**Goal of the exercise:** Rewrite the material below, changing "harvested wheat field" to "freshly cut hay field" and leaving everything else untouched.

##### Data provided

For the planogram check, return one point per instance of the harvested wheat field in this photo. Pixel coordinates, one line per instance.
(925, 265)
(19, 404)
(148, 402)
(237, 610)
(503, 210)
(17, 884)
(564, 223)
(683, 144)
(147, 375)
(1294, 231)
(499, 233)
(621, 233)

##########

**Task response:**
For the planogram check, return one point per instance of the freshly cut hay field in this photo. Pixel coordinates, one line per instance.
(925, 265)
(19, 404)
(148, 402)
(237, 610)
(503, 210)
(17, 884)
(564, 223)
(683, 144)
(147, 375)
(1294, 231)
(499, 233)
(621, 233)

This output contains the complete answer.